START Excerpt

Design Anthropology: Objects, Landscapes, Cities
In recent years, there has been a movement in anthropology toward a focus on objects, while design and planning have been moving toward the understanding of objects as part of a greater social, political, and cultural milieu. This seminar explores their common ethnographic ground. The course is about both the anthropology of design, and the design of anthropology.
For designers, the goals will be to learn thick ethnographic observation and description; applying theoretical concepts in making connections between ethnographic data; and moving from ethnography to design proposals. Anthropologists will be challenged to think about different forms of fieldwork by collaborating with non-anthropologists and working toward a collective ethnography; using visual information to represent ethnographic information and insights; and applying anthropological skills to the study of objects, materiality, and design processes.

END Excerpt

**Tasks to complete:**
A: Answer these questions about the design anthropology course description:
(i) What common ground does the seminar explore?
(ii) What two things is the course about?
(iii) Whom will anthropologists collaborate with?
B: List every goal that the design anthropology course description sets for designers.
C: Continue the design anthropology course description from its final sentence.

START Information supplied

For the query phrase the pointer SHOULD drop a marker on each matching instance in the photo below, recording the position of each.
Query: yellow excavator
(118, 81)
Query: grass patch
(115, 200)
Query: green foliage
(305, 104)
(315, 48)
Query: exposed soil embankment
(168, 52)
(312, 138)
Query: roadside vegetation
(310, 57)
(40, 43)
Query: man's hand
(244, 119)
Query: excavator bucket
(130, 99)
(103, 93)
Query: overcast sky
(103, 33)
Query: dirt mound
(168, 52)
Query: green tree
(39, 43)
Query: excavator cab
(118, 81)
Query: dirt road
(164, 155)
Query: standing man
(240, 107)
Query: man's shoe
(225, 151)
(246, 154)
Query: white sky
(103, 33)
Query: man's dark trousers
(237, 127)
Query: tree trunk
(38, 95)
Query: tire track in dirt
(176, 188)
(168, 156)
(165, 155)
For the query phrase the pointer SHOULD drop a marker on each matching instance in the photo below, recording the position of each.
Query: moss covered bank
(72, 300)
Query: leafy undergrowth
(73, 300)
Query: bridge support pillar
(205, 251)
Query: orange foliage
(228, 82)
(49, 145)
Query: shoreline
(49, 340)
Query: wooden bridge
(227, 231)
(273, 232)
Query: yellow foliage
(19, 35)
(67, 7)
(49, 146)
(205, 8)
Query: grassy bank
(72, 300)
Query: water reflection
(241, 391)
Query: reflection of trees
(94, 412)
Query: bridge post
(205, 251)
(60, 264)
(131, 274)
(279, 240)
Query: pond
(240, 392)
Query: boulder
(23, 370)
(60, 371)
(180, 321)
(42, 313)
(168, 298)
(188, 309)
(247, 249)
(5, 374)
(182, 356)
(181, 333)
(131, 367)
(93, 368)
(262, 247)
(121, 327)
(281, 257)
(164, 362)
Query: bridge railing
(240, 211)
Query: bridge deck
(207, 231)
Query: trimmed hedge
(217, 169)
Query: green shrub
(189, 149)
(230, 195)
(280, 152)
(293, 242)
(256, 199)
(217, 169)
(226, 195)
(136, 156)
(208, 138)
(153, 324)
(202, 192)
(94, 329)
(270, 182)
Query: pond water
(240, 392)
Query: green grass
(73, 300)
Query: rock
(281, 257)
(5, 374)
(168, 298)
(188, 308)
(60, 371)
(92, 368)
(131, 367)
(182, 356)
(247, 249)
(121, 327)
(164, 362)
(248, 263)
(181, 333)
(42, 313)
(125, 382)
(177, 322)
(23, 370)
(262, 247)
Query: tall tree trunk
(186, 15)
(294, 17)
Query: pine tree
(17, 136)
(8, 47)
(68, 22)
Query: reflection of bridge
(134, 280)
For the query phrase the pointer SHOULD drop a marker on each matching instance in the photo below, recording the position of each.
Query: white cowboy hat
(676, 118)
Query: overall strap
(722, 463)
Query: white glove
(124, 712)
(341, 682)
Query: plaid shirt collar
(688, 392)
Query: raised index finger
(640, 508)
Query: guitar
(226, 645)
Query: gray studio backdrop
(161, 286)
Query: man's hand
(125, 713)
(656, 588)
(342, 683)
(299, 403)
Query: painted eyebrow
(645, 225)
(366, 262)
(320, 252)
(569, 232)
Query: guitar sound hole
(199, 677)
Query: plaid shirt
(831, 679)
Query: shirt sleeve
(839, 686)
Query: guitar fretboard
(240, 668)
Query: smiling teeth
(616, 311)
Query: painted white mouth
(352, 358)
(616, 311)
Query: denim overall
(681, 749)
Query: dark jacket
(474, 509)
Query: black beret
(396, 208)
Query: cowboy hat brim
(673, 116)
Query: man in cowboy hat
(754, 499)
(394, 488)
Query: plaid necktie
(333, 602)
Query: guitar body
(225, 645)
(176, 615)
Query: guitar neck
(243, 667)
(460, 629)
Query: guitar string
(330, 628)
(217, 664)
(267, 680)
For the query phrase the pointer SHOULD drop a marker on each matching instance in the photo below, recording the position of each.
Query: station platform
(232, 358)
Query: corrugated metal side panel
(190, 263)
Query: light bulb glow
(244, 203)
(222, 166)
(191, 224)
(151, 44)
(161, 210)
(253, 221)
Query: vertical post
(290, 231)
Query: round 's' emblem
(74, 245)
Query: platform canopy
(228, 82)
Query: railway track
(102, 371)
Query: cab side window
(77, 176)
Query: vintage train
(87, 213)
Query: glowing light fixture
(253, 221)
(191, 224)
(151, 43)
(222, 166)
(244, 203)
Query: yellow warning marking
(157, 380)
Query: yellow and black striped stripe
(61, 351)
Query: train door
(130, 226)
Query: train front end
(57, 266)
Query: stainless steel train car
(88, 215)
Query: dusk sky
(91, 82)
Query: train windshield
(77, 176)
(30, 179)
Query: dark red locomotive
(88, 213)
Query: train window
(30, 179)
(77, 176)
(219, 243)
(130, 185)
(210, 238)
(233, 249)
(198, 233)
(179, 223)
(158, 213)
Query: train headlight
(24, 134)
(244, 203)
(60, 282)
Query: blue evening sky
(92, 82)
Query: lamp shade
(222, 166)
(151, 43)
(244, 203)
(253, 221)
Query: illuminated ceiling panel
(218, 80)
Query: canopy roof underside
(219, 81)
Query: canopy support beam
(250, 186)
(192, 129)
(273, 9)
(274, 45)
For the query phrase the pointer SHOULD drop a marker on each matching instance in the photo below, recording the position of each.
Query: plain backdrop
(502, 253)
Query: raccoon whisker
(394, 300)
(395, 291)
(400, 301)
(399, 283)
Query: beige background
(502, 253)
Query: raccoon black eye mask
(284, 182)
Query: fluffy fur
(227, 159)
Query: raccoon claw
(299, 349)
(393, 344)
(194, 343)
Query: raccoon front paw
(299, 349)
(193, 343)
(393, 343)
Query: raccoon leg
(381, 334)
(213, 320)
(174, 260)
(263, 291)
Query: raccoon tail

END Information supplied

**Answers:**
A:
(i) The common ethnographic ground of anthropology and of design and planning.
(ii) The anthropology of design and the design of anthropology.
(iii) Non-anthropologists.

B:
- Learn thick ethnographic observation and description
- Apply theoretical concepts in making connections between ethnographic data
- Move from ethnography to design proposals

C:
The seminars will be filled with different components and tasks, including lectures and synopses of the weekly topic, fieldwork-based exercises, learning how to take notes or record data using different media, analyzing ethnographic data, sharing thinking on individual projects, and discussing assigned readings.
Students will be expected to engage in two large projects over the course of the semester. The first is fieldwork centered on the Exuma archipelago in The Bahamas, March 12-March 22, with pairs of anthropologists and designers carrying out an ethnography of specific islands.
Class periods leading up to that fieldwork will prepare students—methodologically, ethnographically, and theoretically—for this exercise. After fieldwork students will analyze their findings in relation to certain conceptual themes that drive much of design anthropology but also bear on the specific nature of design problems in Exuma. This will prepare students to complete the second large project of the course: a term essay or design proposal capturing their thinking on design anthropology and fieldwork in Exuma.
Participation is expected in class and amounts to 30% of the final grade; fieldwork in Exuma is worth 40%; while the final assignment (essay or design project) is 30% of the overall grade. No late assignments will be accepted except for emergency or medical reasons.
Enrollment is limited to 12 students, 6 from the GSD and 6 from FAS.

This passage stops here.